_THE PROBLEM_.
The entries are to be given again in full. Every word must match.

===== RECORDS =====

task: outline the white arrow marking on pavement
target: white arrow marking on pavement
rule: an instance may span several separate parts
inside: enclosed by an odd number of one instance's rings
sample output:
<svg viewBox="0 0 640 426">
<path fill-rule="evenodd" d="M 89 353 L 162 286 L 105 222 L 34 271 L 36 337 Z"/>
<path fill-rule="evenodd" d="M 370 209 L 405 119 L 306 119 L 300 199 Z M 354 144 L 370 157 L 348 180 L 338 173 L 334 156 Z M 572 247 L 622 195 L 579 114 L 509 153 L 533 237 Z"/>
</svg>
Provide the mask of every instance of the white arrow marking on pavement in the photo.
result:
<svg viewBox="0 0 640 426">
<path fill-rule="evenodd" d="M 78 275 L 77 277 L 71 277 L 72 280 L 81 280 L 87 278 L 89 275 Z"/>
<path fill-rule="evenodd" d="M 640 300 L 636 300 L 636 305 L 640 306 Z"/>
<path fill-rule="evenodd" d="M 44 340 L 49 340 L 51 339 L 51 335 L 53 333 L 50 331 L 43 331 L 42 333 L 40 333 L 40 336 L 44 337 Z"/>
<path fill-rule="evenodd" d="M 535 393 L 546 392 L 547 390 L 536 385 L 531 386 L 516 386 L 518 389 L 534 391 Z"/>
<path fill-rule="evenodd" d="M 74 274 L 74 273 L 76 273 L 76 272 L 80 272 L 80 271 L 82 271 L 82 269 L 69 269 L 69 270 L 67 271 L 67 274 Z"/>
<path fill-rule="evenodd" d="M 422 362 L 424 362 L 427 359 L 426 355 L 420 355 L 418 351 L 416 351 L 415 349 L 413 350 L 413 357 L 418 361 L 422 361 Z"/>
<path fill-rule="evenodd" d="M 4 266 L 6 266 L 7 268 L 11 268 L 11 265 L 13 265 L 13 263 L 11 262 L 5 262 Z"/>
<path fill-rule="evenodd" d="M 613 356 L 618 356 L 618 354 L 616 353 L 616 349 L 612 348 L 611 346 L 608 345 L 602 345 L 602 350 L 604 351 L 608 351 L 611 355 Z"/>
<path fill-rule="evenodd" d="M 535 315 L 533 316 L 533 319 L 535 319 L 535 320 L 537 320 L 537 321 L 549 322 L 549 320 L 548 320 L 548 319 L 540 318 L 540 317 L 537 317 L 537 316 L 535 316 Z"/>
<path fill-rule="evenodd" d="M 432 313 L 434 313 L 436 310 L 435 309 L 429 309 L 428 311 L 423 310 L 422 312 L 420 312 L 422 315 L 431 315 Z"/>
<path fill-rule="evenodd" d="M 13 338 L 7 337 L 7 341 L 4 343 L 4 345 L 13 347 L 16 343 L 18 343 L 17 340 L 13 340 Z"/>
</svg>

=====

_REPLY_.
task: outline the white arrow marking on pavement
target: white arrow marking on pavement
rule: an instance may span several separate parts
inside: enclosed by an odd number of one instance's rings
sample output:
<svg viewBox="0 0 640 426">
<path fill-rule="evenodd" d="M 89 353 L 162 286 L 105 222 L 34 271 L 36 337 Z"/>
<path fill-rule="evenodd" d="M 370 209 L 405 119 L 306 119 L 300 199 Z M 354 144 L 370 157 L 348 180 L 338 173 L 334 156 Z M 572 247 L 622 195 L 579 114 L 509 153 L 533 237 Z"/>
</svg>
Provide the mask of every instance of the white arrow marking on pavement in the photo.
result:
<svg viewBox="0 0 640 426">
<path fill-rule="evenodd" d="M 78 275 L 77 277 L 71 277 L 72 280 L 81 280 L 87 278 L 89 275 Z"/>
<path fill-rule="evenodd" d="M 640 300 L 636 300 L 636 305 L 640 306 Z"/>
<path fill-rule="evenodd" d="M 44 340 L 49 340 L 51 339 L 51 335 L 53 333 L 50 331 L 43 331 L 42 333 L 40 333 L 40 336 L 44 337 Z"/>
<path fill-rule="evenodd" d="M 535 393 L 546 392 L 547 390 L 536 385 L 531 386 L 516 386 L 518 389 L 534 391 Z"/>
<path fill-rule="evenodd" d="M 74 274 L 74 273 L 76 273 L 76 272 L 80 272 L 80 271 L 82 271 L 82 269 L 69 269 L 69 270 L 67 271 L 67 274 Z"/>
<path fill-rule="evenodd" d="M 422 362 L 424 362 L 427 359 L 426 355 L 420 355 L 418 351 L 416 351 L 415 349 L 413 350 L 413 357 L 418 361 L 422 361 Z"/>
<path fill-rule="evenodd" d="M 4 266 L 6 266 L 7 268 L 11 268 L 11 265 L 13 265 L 13 263 L 11 262 L 5 262 Z"/>
<path fill-rule="evenodd" d="M 613 356 L 618 356 L 618 354 L 616 353 L 616 349 L 612 348 L 611 346 L 608 345 L 602 345 L 602 350 L 604 351 L 608 351 L 611 355 Z"/>
<path fill-rule="evenodd" d="M 535 315 L 533 316 L 533 319 L 535 319 L 535 320 L 537 320 L 537 321 L 549 322 L 549 320 L 548 320 L 548 319 L 540 318 L 540 317 L 537 317 L 537 316 L 535 316 Z"/>
<path fill-rule="evenodd" d="M 432 313 L 434 313 L 436 310 L 435 309 L 429 309 L 428 311 L 423 310 L 422 312 L 420 312 L 422 315 L 431 315 Z"/>
<path fill-rule="evenodd" d="M 13 338 L 7 337 L 7 341 L 4 343 L 4 345 L 13 347 L 16 343 L 18 343 L 17 340 L 13 340 Z"/>
</svg>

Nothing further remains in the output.